◆ **EXTRACT TO READ**:
+===+
Mank tries to convey some of that fun too, but while it succeeds more often than it fails, it definitely fumbles some golden opportunities. We meet the smart-ass screenwriters that Mank helped recruit to Hollywood, like S.J. Perelman, Ben Hecht, and Mank’s own younger brother, Joe, who went on to win four Oscars and wrote and directed All About Eve. But the movie doesn’t do much more than namecheck these people. What did they do? Why were they important? Worse, the movie never helps us understand just how good Mankiewicz was at his job or why the studios put up with this alcoholic court jester as long as they did.
There are, for instance, at least a couple of scenes where Mank reacts with exasperation at the mention of The Wizard of Oz. What the movie doesn’t tell you, and it wouldn’t have taken much, is that Oz was one of the last films he worked on at MGM, that he got kicked off the picture after just a couple of weeks, but in that time he wrote all the Kansas section and he was the man who insisted all the pre-Oz footage be shot in black and white. Not an idiot then, this Mankiewicz.
And there I go, sliding into the no-win debate territory of biopics. Because, unless you’re making a documentary, is veracity really the point? I’d say Citizen Kane is a better movie today because people have forgotten about Hearst. The movie is more fun and stands on its own without that distraction. Maybe we should judge Mank the same way: Assume you don’t know anything about any of these people—does the story still hold up? Does it work as just a movie? I’d say yes twice. I don’t know how good a historian David Fincher is, but I have a very good idea of what a great filmmaker he is. Great enough, maybe, to make me think he wasn’t making a biopic, he was making an autobiography. Because you don’t tell this story the way Fincher told it unless you love movies and hate Hollywood every bit as fiercely as Herman Mankiewicz did.
+===+
◆ **DATASET**:
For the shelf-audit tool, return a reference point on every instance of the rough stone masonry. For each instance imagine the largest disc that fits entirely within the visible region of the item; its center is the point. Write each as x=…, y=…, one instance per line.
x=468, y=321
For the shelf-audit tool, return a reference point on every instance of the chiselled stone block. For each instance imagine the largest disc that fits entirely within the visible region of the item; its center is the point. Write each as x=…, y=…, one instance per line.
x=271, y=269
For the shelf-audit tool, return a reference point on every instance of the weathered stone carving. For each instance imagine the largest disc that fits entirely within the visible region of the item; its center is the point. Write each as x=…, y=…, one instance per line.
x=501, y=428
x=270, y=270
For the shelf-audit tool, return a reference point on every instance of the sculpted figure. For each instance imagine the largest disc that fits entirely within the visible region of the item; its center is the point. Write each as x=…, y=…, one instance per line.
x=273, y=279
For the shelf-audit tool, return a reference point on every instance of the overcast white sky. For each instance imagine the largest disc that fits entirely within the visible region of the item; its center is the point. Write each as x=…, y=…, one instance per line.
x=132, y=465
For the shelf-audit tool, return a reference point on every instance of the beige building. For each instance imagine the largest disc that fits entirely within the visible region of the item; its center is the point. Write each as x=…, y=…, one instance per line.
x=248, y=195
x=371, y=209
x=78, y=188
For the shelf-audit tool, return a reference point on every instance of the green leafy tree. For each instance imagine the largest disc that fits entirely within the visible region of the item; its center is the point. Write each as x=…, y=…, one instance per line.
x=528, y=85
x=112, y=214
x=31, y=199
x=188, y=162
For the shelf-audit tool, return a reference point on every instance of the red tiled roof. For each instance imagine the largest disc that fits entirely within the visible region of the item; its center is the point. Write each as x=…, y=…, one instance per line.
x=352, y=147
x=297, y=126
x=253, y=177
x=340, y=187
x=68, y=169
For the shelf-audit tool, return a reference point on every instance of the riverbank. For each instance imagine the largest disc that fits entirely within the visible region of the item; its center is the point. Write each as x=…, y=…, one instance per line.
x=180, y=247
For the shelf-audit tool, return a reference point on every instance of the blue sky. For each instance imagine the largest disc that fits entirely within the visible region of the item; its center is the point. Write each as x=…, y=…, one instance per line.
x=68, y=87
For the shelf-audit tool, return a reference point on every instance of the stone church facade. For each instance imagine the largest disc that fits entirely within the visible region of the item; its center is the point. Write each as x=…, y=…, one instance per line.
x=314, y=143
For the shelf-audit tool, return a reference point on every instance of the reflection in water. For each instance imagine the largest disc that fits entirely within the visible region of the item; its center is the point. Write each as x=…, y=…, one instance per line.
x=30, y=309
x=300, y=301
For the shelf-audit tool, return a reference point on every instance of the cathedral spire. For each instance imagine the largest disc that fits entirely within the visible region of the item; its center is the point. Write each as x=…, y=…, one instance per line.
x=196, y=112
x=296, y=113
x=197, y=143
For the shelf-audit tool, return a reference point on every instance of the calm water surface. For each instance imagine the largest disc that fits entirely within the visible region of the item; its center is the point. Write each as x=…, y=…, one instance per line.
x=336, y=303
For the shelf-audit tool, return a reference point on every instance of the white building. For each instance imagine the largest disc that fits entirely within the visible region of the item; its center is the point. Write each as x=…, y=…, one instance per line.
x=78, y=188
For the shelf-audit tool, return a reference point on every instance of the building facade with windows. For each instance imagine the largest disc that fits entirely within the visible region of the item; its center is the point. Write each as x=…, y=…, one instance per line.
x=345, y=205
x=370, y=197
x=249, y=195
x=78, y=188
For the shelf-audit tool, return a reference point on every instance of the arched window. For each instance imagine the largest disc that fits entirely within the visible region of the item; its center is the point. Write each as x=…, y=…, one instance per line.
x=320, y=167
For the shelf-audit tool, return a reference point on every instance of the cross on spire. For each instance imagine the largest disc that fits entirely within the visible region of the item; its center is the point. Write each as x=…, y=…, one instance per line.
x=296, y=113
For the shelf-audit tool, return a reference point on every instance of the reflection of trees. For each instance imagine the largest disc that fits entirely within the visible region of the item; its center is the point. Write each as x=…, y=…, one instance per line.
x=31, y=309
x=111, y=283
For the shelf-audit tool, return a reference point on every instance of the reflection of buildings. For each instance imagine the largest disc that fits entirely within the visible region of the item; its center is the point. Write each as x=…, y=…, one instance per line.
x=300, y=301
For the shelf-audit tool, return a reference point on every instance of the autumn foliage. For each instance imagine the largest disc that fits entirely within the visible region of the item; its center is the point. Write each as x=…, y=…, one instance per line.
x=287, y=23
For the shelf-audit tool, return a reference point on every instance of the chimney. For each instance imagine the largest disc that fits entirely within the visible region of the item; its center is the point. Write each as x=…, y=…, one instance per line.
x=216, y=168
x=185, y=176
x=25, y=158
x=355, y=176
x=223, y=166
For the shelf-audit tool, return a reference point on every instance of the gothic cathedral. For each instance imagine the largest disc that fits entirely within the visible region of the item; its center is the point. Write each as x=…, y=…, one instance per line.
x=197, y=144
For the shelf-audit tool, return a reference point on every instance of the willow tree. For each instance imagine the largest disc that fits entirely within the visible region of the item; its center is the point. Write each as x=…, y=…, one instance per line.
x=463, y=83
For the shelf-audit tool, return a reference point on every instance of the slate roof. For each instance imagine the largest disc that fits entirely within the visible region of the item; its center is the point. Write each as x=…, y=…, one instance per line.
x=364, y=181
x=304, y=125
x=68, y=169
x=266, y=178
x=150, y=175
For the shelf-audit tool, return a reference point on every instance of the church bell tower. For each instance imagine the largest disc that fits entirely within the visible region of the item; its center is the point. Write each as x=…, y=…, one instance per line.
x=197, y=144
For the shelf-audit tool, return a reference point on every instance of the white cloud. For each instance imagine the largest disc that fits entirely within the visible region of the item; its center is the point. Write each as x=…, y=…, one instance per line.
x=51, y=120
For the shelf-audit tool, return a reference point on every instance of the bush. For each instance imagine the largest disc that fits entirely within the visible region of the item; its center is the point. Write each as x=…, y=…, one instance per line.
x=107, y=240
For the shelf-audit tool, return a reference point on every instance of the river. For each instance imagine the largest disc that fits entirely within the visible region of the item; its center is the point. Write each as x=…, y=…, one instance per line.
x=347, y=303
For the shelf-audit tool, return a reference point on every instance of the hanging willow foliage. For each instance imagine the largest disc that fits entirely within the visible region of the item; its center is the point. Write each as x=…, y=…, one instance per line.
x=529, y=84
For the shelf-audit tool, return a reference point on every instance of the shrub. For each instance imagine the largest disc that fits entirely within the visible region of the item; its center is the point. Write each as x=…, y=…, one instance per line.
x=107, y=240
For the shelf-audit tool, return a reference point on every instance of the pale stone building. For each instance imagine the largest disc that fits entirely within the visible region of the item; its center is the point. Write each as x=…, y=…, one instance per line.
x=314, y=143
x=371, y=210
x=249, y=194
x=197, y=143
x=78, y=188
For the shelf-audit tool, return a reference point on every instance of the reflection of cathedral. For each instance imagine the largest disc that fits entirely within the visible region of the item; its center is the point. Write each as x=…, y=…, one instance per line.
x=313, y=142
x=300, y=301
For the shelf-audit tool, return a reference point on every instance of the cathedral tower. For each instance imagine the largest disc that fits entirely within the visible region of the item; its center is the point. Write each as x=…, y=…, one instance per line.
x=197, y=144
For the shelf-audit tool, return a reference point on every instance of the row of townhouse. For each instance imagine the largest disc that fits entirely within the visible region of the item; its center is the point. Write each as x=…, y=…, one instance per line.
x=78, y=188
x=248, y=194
+===+
◆ **WORK TO BE COMPLETED**:
Using the review of Mank, answer each question briefly:
(a) How many Oscars did Mank's younger brother, Joe, go on to win?
(b) Which part of The Wizard of Oz did Mankiewicz write before he was kicked off the picture?
(c) Which movie does the reviewer say is better today because people have forgotten about Hearst?

◆ **OUTPUT OF THE EXERCISE**:
(a) Four.
(b) All the Kansas section.
(c) Citizen Kane.